--- Start Data shown ---
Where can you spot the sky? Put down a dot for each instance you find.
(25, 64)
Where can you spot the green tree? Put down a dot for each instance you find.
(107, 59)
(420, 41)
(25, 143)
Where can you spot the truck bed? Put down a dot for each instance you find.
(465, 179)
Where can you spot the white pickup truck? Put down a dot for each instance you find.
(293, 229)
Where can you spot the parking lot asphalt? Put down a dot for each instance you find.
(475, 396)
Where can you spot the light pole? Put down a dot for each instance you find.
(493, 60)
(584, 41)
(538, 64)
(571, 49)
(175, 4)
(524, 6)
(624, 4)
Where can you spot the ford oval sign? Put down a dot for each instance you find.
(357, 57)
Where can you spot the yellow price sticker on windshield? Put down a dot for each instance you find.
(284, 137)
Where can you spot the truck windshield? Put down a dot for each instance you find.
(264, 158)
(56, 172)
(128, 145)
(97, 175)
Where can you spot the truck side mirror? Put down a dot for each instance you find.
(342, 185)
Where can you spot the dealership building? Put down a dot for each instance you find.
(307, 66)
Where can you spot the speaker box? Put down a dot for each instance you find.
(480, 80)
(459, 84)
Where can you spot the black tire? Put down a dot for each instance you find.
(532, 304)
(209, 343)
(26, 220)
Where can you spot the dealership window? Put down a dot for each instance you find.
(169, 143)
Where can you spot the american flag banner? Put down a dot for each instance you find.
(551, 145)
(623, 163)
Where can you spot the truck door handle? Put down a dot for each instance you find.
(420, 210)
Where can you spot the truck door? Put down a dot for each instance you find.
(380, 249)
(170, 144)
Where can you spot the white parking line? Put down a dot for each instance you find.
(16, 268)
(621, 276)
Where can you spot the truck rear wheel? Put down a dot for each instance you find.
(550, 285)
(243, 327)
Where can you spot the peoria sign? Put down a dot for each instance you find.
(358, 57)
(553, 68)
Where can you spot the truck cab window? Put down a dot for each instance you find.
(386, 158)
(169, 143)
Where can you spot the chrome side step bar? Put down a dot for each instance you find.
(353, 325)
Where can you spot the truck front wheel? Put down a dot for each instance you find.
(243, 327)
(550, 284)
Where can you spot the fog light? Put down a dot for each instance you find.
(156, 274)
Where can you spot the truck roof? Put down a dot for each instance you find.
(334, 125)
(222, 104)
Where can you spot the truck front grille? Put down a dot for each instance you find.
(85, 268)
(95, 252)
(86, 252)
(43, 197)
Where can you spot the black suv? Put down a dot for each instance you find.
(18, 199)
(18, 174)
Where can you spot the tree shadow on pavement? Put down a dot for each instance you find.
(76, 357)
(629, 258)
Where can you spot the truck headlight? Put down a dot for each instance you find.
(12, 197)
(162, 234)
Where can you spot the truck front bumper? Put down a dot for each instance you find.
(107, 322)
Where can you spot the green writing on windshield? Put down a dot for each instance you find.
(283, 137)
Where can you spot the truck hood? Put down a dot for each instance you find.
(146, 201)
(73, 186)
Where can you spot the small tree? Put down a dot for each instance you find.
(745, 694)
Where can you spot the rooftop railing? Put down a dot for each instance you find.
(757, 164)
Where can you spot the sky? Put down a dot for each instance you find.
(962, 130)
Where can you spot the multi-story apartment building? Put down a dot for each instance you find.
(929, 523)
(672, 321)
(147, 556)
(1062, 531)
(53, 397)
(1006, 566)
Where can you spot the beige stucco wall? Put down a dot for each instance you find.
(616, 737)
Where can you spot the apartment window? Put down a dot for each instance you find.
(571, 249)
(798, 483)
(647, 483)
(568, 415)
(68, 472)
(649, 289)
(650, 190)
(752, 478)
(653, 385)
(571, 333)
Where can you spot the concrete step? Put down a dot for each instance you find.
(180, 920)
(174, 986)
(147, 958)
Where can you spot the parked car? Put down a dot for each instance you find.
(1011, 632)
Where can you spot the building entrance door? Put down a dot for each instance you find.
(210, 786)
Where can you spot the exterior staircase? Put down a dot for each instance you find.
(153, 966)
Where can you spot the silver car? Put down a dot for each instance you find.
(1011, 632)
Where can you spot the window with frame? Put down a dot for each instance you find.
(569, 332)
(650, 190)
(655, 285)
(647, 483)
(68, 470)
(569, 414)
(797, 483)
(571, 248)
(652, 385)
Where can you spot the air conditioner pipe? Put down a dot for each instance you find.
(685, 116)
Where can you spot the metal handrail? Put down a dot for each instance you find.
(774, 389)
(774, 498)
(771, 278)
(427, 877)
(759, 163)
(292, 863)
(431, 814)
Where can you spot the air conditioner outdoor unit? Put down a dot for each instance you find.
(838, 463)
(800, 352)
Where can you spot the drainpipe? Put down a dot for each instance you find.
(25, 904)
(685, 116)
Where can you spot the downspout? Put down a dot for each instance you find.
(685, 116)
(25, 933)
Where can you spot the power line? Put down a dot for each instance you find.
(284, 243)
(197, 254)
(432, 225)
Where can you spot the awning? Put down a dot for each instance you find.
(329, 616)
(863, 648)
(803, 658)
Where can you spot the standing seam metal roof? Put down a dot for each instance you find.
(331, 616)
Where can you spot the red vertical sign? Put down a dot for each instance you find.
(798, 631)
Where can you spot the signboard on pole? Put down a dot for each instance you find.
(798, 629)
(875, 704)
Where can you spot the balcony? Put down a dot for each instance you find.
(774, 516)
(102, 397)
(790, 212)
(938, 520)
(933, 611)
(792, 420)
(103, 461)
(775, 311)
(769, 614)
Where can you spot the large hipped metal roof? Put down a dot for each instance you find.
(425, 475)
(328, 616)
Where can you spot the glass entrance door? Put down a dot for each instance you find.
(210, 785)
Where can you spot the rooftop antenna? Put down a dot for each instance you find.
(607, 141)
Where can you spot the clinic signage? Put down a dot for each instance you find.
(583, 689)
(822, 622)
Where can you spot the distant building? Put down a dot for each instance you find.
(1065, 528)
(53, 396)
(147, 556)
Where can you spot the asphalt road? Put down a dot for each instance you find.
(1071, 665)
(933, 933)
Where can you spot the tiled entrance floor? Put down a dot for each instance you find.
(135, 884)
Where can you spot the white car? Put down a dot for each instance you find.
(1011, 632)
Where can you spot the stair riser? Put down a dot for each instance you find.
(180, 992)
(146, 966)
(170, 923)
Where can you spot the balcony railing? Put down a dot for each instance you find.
--- End Data shown ---
## Description of the task
Retype the lines of the data above word for word, covering all of it.

## Output for this task
Where can you spot the sky? Put down a dot for each instance you find.
(25, 64)
Where can you spot the green tree? Put down a dot for each instance you find.
(107, 59)
(420, 41)
(25, 143)
Where can you spot the truck bed? Put down a dot for each instance you find.
(465, 179)
Where can you spot the white pickup truck? Put down a dot for each instance you find.
(293, 229)
Where can you spot the parking lot asphalt? Put down a dot for each instance you find.
(475, 396)
Where can you spot the light pole? Put down a dot for each instance you find.
(493, 60)
(584, 41)
(538, 64)
(571, 49)
(175, 4)
(524, 6)
(624, 4)
Where can you spot the ford oval sign? Put down a dot for each instance you find.
(357, 57)
Where can you spot the yellow price sticker on windshield? Put down a dot for each instance you find.
(284, 137)
Where can you spot the truck windshield? Put down a dot for each instance you find.
(264, 158)
(56, 172)
(128, 145)
(97, 175)
Where can you spot the truck side mirror? Put down a dot for each instance you find.
(342, 185)
Where can you spot the dealership building? Put down a dot for each instance you find.
(307, 66)
Where can you spot the speaker box? Put down a dot for each instance you find.
(480, 80)
(459, 84)
Where can you spot the black tire? Put down a dot for each instance you find.
(532, 304)
(209, 343)
(26, 220)
Where can you spot the dealership window? Put down a dot for each instance you find.
(169, 143)
Where can you spot the american flag banner? Put down a dot for each instance you find.
(551, 145)
(623, 163)
Where can you spot the truck door handle? Put down a dot for each instance you find.
(420, 210)
Where can you spot the truck door? Put down a dot for each instance you find.
(380, 249)
(170, 144)
Where can you spot the white parking line? Put down a dot for each instance you find.
(16, 268)
(621, 276)
Where can you spot the truck rear wheel? Put down a dot for each instance you find.
(550, 285)
(243, 327)
Where can you spot the peoria sign? Put down a dot for each instance you find.
(358, 57)
(553, 68)
Where can you spot the truck cab window? Put down a dot for each instance you find.
(386, 158)
(169, 143)
Where can you spot the chrome side step bar? Put down a dot for each instance you find.
(353, 325)
Where can you spot the truck front wheel? Put down a dot for each instance you find.
(243, 327)
(550, 284)
Where can you spot the fog light? Put down a dot for each instance you find.
(156, 274)
Where can you spot the truck roof? Put down a dot for each instance you find.
(334, 125)
(222, 104)
Where can you spot the truck front grille? Put down a dot for each instance you find.
(85, 268)
(95, 252)
(86, 252)
(43, 197)
Where can you spot the black suv? Put down a dot for each instance you find.
(18, 199)
(18, 174)
Where can you spot the tree shadow on pavement? Put down a dot for each instance you find.
(76, 357)
(629, 258)
Where can you spot the truck headlight? Put down a dot for each instance you find.
(12, 197)
(162, 234)
Where can you spot the truck front bumper? Put down a dot for each instance you find.
(107, 322)
Where can you spot the green writing on windshield? Put down a dot for each instance you find.
(283, 137)
Where can you spot the truck hood? Put down a dot for each instance you find.
(146, 201)
(73, 186)
Where can you spot the small tree? Put down a dot for each instance you find.
(745, 694)
Where can you spot the rooftop railing? Put down a dot for each instance you find.
(757, 164)
Where can you spot the sky? Put down a dot for each instance you find.
(962, 130)
Where can you spot the multi-story apartment building? Put down a dot for each instance you find.
(929, 523)
(672, 321)
(147, 556)
(1062, 531)
(53, 397)
(1006, 566)
Where can you spot the beige stucco wall? Put down a dot for each instance you find.
(616, 737)
Where can you spot the apartment window? Put down a dot for each instance you find.
(571, 249)
(798, 483)
(647, 483)
(568, 415)
(68, 472)
(649, 289)
(650, 190)
(752, 478)
(653, 385)
(571, 333)
Where can you spot the concrete step? Put down a dot for each instance you find.
(180, 920)
(174, 986)
(147, 958)
Where can you spot the parked car? Put down a dot for each instance you find.
(1011, 632)
Where can you spot the building entrance door? Put down a dot for each instance you find.
(210, 786)
Where can you spot the exterior staircase? Put down a dot for each instance you find.
(153, 966)
Where can you spot the silver car? Put down a dot for each instance you find.
(1011, 632)
Where can you spot the window with frame? Put down a dot for each instance you find.
(569, 332)
(650, 190)
(655, 285)
(647, 483)
(68, 470)
(569, 414)
(797, 483)
(571, 248)
(652, 385)
Where can you spot the air conditioner pipe? Put down a dot for each instance you find.
(685, 116)
Where can you spot the metal handrail? Put down a dot for each instance you find.
(774, 389)
(774, 498)
(771, 278)
(427, 877)
(759, 163)
(292, 863)
(431, 814)
Where can you spot the air conditioner outdoor unit? Put down a dot for each instance you find.
(838, 463)
(800, 352)
Where can you spot the drainpipe? Put down a dot for each instance you find.
(25, 904)
(685, 116)
Where can you spot the downspout? Put down a dot for each instance you find.
(685, 116)
(25, 933)
Where can you spot the power line? Put down a dot for each instance you find.
(284, 243)
(197, 254)
(432, 225)
Where can you spot the awning? Put down a dot for each instance you find.
(329, 616)
(863, 648)
(803, 658)
Where can you spot the standing seam metal roof? Put down a dot for each instance you find.
(331, 616)
Where can you spot the red vertical sign? Put down a dot for each instance you find.
(798, 631)
Where can you spot the signboard on pole? Put down a dot for each instance you find.
(798, 629)
(875, 704)
Where can you spot the balcony? Put down a dot for each instance you find.
(774, 516)
(102, 397)
(790, 212)
(938, 520)
(933, 611)
(792, 420)
(103, 461)
(775, 311)
(769, 614)
Where can you spot the large hipped metal roof? Put down a dot for each instance you find.
(425, 475)
(328, 616)
Where can you spot the glass entrance door? Put down a dot for each instance you find.
(210, 785)
Where can you spot the rooftop antenna? Put down a dot for each instance you find.
(607, 141)
Where can you spot the clinic signage? Put down a dot for each instance you find.
(583, 689)
(822, 622)
Where can you spot the distant building? Put down a dot for each instance you find.
(1065, 528)
(53, 396)
(147, 556)
Where can you spot the asphalt road? Put down a dot for each instance you find.
(1071, 665)
(933, 933)
Where can you spot the tiled entrance floor? Put down a dot for each instance you find.
(135, 884)
Where can you spot the white car? Put down a dot for each instance you find.
(1011, 632)
Where can you spot the stair riser? Put down a dot for each instance you find.
(180, 992)
(146, 966)
(170, 923)
Where can you spot the balcony railing? Put down a dot for each instance you find.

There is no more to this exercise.